PROVIDED TEXT:
********************

RAG (Retrieval Augmented Generation) continues to be all the rage in LLM deployments.
In our niche at Robotic Online Intelligence (ROI), we continue to explore practical use-case-specific applications, as well as simplified approaches to address the major RAG challenges - here's our note from April this year.
From RAGs to Regex: This short video (with my digital R2C2 replica) gives an example of our 'Regexy RAG' in action: imagine you are looking at a 224-page public document from a pension fund, with a question on how this investor is involved with one of the major private equity funds, AND you want to do the same systematically across other similar documents - e.g. within our Kubro(TM) platform - with the full workflow for collecting, storing, classifying, extracting, and publishing information.
With the usual LLM disclaimer that the answers may not be accurate, how are we trying here to make it as accurate as possible?
We first convert the user's question into a set of keywords or regular expressions and search for these within the text, then capture the text around the matches (say 400 characters before and after the match) to generate relevant 'chunks'. We then also look at how to add various metadata to each chunk so that when the chunks get passed to the LLM prompt, more context is preserved.

********************

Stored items
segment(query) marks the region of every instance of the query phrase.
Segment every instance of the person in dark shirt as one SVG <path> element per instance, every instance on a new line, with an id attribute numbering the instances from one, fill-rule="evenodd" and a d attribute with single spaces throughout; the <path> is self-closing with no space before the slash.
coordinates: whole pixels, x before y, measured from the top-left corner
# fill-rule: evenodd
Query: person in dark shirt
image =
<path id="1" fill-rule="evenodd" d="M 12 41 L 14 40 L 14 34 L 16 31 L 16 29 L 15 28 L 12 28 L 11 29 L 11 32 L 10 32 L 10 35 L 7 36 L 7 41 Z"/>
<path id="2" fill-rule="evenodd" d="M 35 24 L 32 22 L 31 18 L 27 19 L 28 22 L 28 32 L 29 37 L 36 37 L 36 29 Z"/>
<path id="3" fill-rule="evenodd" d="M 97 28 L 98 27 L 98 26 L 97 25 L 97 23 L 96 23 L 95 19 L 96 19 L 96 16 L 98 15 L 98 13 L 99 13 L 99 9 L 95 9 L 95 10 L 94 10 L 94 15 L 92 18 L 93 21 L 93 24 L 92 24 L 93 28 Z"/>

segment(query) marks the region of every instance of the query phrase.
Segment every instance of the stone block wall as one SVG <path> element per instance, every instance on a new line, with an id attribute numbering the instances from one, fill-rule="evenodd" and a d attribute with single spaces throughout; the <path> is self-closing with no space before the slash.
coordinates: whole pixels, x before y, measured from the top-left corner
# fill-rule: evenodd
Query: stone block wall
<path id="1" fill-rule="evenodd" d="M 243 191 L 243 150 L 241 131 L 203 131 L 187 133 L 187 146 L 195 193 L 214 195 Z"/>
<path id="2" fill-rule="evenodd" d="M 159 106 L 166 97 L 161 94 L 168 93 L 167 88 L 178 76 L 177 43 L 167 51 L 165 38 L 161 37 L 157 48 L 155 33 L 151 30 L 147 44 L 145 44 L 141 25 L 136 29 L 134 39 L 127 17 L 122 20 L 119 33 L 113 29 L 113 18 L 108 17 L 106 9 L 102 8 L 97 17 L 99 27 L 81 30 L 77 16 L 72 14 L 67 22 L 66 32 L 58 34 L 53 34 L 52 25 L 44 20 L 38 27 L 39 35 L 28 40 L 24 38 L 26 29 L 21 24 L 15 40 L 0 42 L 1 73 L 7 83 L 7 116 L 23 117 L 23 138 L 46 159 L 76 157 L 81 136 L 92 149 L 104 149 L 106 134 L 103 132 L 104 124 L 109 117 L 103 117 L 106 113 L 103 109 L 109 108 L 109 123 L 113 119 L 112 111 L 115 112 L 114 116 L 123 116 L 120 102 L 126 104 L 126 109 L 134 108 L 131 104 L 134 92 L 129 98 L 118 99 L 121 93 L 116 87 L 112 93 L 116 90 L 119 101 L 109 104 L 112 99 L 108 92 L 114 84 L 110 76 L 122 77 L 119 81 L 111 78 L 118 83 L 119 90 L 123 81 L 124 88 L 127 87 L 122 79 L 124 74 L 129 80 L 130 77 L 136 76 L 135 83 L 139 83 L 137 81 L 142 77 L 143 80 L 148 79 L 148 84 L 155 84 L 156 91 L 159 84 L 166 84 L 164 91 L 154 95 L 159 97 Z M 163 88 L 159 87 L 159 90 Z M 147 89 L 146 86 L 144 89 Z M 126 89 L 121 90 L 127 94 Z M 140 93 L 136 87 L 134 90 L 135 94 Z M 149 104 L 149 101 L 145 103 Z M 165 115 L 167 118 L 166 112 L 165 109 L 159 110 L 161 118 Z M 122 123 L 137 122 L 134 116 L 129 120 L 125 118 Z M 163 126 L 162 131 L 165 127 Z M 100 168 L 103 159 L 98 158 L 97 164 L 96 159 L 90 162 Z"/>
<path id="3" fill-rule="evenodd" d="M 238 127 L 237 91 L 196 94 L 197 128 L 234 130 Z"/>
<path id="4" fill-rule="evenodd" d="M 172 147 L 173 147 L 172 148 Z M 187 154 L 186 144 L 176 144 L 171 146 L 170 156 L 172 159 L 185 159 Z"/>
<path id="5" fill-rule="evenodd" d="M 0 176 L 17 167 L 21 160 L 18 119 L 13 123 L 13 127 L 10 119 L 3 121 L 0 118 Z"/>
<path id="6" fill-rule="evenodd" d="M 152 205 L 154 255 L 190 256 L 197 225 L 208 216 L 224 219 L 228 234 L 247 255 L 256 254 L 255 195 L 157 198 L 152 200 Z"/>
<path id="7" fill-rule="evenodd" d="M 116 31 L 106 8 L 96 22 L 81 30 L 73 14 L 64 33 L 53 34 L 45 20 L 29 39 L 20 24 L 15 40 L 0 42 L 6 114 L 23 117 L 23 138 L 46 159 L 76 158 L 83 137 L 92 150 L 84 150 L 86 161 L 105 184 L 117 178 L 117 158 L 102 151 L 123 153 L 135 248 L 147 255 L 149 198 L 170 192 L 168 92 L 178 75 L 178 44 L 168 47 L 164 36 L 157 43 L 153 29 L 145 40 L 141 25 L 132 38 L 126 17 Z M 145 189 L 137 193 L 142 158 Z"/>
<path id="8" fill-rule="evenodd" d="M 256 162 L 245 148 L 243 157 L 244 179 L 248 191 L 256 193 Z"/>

********************

EXERCISE 1: Extract from the post on Regexy RAG the passage from "In our niche" to "April this year.".
EXERCISE 2: Can you turn the paragraph of the post on Regexy RAG that begins "We first convert the user's question" into a short list that keeps its main facts?
EXERCISE 3: Could you proceed with the post on Regexy RAG from where it stops?
These rows are material separate from the post on Regexy RAG.

TASK ANSWER 1:
In our niche at Robotic Online Intelligence (ROI), we continue to explore practical use-case-specific applications, as well as simplified approaches to address the major RAG challenges - here's our note from April this year.

TASK ANSWER 2:
- Convert the user's question into a set of keywords or regular expressions.
- Search for these within the text.
- Capture the text around each match (for example, 400 characters before and after) to generate relevant chunks.
- Add metadata to each chunk so that more context is preserved when the chunks are passed to the LLM prompt.

TASK ANSWER 3:
Such a method is for smaller-scale cases and will not give a degree of relevance (which can be better accomplished with a vector database) but is simple, cheap, and good enough to explore the use cases, with less uncertainty and good explainability.
Of course, you could directly load the whole document(s) into ChatGPT (or another app) but with limited control, and for self-deployed open-source LLMs, the context length support may be much smaller.
We will soon share much more about the 'traditional' RAG deployment as well - applied to China property developers' reports for a start.